• [REQUIRED WORK]
Write the next part of the forum thread about the main 3x3 cubes of top speedcubers, picking up right after its last line.

• [DOCUMENT TEXT]

+ + +

# Top speedcuber main cubes



## SpeedCubeReview (Feb 13, 2015)

Just out of curiosity, what are the main 3x3 cubes of some of the top cubers. This is not to find out what is the best cube (I don't think that shows what is a good cube, and that a good cube is whatever works for you), but just wondering what they use currently.

Correct Me if I am wrong...
*Feliks Zemdegs:* Aolong V1
*Collin Burns:* I believe I heard Mini Weilong
*Mats Valk:
Alexander Lau:
Sebastian Weyer:
Lucas Etter:
Kevin Hays:*

I just threw a few in there that I was curious about.


----------



## Genius4Jesus (Feb 13, 2015)

Feliks recently switched to the Gans 357.


----------



## JasonDL13 (Feb 13, 2015)

Faz switched over to Gans 357. https://www.facebook.com/fzemdegs/posts/761432727279279

And this isn't a very good thread. Everyone's best speed cube is different.


----------



## FailCuber (Feb 13, 2015)

+ + +

• [RECORDED INFORMATION]
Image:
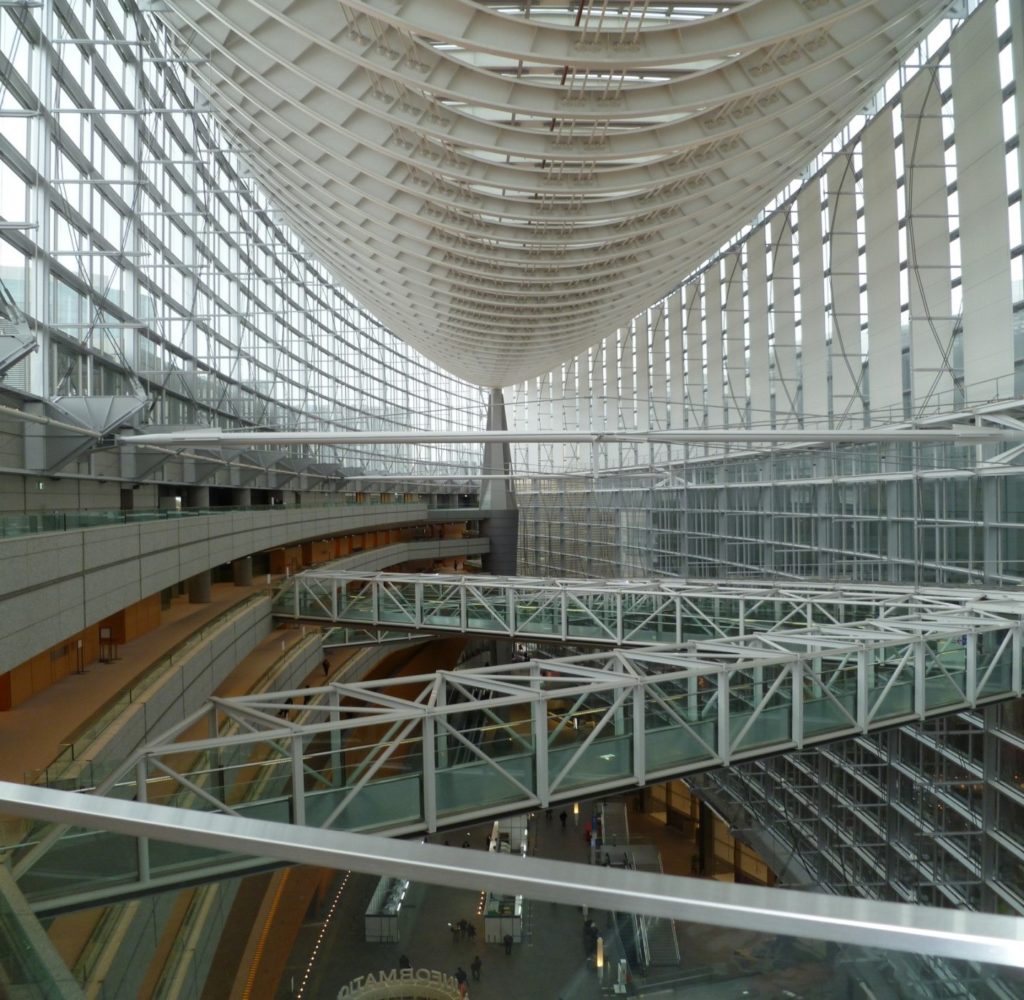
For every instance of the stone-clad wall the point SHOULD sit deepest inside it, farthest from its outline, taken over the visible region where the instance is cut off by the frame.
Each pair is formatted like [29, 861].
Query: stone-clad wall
[54, 584]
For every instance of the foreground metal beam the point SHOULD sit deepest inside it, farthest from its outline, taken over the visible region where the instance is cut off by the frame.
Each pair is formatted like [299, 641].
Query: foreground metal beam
[965, 434]
[927, 930]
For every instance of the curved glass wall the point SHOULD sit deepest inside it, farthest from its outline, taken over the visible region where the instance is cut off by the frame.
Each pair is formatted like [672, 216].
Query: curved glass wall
[148, 261]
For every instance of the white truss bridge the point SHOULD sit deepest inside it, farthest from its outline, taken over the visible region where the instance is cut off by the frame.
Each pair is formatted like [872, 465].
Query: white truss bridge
[409, 755]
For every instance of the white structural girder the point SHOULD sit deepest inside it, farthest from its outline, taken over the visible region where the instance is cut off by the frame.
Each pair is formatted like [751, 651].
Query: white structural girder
[505, 184]
[412, 754]
[624, 612]
[927, 930]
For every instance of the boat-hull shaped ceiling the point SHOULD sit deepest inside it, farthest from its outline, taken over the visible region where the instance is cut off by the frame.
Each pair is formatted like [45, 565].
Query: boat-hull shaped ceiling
[505, 184]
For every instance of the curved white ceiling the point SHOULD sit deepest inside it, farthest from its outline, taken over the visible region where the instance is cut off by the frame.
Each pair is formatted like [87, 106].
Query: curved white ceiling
[505, 183]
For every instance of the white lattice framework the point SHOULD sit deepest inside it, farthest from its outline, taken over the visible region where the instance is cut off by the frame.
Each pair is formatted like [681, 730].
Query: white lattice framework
[411, 754]
[504, 184]
[612, 612]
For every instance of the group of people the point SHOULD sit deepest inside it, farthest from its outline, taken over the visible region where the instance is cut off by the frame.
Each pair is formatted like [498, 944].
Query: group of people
[463, 980]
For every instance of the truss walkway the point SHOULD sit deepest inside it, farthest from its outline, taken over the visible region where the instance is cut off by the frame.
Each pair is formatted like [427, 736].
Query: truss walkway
[417, 754]
[605, 612]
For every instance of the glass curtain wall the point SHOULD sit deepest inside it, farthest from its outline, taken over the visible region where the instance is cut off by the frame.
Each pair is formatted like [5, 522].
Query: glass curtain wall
[147, 260]
[884, 288]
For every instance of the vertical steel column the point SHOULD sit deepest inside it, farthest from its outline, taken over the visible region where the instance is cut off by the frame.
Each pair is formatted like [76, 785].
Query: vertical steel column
[971, 674]
[540, 712]
[797, 721]
[298, 783]
[1015, 666]
[429, 791]
[337, 762]
[920, 699]
[862, 687]
[141, 843]
[724, 730]
[639, 733]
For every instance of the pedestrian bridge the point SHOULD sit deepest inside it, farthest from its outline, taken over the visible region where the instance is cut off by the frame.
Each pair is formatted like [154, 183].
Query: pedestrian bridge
[410, 755]
[605, 612]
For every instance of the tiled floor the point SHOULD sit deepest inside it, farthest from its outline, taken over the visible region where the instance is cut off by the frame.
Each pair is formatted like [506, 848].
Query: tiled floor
[550, 963]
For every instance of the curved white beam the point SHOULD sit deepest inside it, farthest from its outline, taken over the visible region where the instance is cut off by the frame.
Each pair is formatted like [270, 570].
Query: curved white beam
[506, 184]
[928, 930]
[965, 434]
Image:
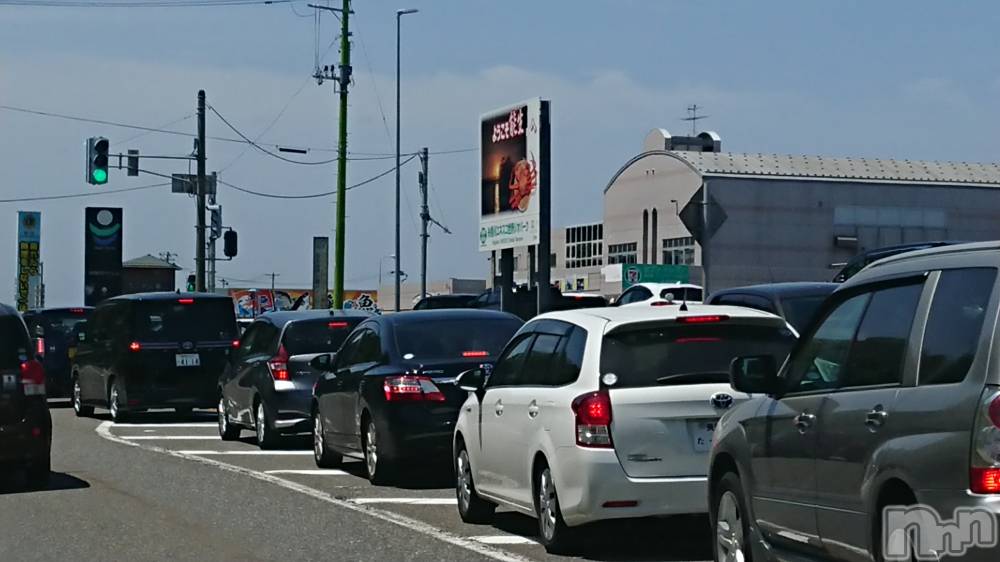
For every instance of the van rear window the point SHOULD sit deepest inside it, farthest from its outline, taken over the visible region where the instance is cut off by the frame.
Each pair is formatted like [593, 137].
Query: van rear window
[652, 356]
[190, 320]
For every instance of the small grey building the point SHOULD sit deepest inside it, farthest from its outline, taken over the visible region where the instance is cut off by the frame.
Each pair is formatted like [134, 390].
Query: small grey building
[784, 217]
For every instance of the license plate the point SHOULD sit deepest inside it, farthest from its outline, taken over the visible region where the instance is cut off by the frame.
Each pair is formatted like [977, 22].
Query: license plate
[188, 360]
[701, 435]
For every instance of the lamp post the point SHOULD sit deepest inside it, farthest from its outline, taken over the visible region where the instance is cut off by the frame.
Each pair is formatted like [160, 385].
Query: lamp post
[399, 15]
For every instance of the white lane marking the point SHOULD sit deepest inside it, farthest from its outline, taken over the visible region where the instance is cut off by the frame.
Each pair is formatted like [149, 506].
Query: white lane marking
[166, 425]
[318, 472]
[171, 437]
[104, 430]
[503, 539]
[246, 452]
[409, 501]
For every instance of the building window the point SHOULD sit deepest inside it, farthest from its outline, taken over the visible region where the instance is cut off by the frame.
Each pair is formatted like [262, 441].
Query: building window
[623, 253]
[678, 251]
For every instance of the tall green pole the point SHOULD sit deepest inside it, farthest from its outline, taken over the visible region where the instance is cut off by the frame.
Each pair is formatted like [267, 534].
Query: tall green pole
[344, 79]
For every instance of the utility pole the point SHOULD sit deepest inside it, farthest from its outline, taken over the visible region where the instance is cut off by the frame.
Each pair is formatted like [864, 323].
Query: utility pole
[343, 79]
[199, 260]
[425, 217]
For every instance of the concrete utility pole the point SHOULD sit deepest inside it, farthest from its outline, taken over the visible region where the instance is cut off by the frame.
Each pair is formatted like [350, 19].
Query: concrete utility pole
[199, 260]
[343, 79]
[425, 217]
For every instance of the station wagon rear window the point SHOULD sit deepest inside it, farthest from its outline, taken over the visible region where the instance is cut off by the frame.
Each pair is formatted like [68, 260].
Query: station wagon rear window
[191, 320]
[667, 355]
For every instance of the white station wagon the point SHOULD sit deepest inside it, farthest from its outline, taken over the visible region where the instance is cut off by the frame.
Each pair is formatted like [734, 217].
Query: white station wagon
[603, 413]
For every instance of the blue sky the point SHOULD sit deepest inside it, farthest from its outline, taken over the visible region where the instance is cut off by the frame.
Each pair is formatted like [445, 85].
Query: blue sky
[911, 79]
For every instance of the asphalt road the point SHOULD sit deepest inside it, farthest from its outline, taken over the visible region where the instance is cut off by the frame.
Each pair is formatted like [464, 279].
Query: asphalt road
[165, 488]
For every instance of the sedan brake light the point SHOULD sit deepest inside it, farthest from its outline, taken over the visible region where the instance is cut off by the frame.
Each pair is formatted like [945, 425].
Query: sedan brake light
[411, 388]
[33, 378]
[593, 420]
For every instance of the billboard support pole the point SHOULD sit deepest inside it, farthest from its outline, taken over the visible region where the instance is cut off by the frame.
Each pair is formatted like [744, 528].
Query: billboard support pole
[545, 216]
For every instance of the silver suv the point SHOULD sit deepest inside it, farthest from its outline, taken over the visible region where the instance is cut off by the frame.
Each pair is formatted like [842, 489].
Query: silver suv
[888, 408]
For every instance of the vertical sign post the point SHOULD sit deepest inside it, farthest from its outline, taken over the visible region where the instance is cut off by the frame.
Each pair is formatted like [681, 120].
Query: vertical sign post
[29, 239]
[321, 272]
[102, 254]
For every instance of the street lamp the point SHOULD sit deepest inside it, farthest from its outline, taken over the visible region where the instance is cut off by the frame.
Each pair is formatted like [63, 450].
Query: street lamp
[399, 15]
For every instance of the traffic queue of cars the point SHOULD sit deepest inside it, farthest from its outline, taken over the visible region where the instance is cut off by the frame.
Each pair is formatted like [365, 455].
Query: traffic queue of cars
[792, 438]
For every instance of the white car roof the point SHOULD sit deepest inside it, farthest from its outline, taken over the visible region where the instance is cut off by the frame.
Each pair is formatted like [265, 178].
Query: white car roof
[614, 317]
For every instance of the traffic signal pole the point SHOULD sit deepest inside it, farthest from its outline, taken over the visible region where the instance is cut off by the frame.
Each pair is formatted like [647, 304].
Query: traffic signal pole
[199, 260]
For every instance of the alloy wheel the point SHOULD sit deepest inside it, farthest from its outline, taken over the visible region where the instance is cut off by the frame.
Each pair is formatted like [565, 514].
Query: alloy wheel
[547, 504]
[464, 480]
[371, 449]
[729, 529]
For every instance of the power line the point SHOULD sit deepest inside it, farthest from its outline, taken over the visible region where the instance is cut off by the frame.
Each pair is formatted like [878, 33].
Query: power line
[78, 195]
[315, 195]
[138, 4]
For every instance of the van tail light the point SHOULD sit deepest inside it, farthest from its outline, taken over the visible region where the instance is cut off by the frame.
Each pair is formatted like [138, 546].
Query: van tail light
[278, 365]
[984, 468]
[593, 420]
[411, 388]
[33, 378]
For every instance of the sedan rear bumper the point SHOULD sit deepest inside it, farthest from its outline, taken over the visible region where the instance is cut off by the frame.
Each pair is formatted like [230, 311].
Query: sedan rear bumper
[593, 486]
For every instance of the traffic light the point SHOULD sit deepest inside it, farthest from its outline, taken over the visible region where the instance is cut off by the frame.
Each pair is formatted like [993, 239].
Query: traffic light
[229, 243]
[97, 160]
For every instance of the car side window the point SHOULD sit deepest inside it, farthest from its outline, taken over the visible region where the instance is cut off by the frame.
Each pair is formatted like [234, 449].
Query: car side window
[507, 370]
[538, 362]
[879, 348]
[954, 324]
[819, 363]
[568, 359]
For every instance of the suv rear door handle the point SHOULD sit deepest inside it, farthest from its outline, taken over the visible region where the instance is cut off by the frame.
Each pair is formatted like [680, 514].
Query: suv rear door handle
[804, 421]
[876, 418]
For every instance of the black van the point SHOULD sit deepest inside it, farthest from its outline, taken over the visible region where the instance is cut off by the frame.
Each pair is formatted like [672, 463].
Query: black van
[56, 328]
[153, 350]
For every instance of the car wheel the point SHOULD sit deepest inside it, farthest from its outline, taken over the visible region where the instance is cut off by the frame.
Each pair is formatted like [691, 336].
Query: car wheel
[78, 407]
[118, 415]
[471, 507]
[37, 475]
[267, 437]
[553, 533]
[227, 431]
[732, 527]
[379, 468]
[324, 457]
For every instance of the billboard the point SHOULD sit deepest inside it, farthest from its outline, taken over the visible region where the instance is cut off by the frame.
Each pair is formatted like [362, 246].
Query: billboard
[511, 174]
[102, 254]
[29, 239]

+ + +

• [WRITTEN ANSWER]
ViolaBouquet said:


> Just out of curiosity, what are the main 3x3 cubes of some of the top cubers. This is not to find out what is the best cube (I don't think that shows what is a good cube, and that a good cube is whatever works for you), but just wondering what they use currently.
> 
> Correct Me if I am wrong...
> *Feliks Zemdegs:* Aolong V1
> ...


Feliks Zemdegs : Gans 3
Collin Burns: Aolong
Mats Valk : Aolong
Alex Lau: guhong v2
Sebastian Weyer : ???
Lucas Etter FangCun with dayan hardware
Kevin Hays ????


----------



## ottozing (Feb 13, 2015)

Collin might be switching to that new Yuxin 3x3 but I'm not sure. Lucas Etter also might be switching to the Aolong v2 (Last time I talked to him he said he was really starting to like it).


----------



## Tommy326 (Feb 13, 2015)

Genius4Jesus said:


> Feliks recently switched to the Gans 357.



He used to use a Weilong though


----------



## GuRoux (Feb 13, 2015)

Tommy326 said:


> He used to use a Weilong though



yeah, i think the world record was made by a weilong v1 if i remember correctly.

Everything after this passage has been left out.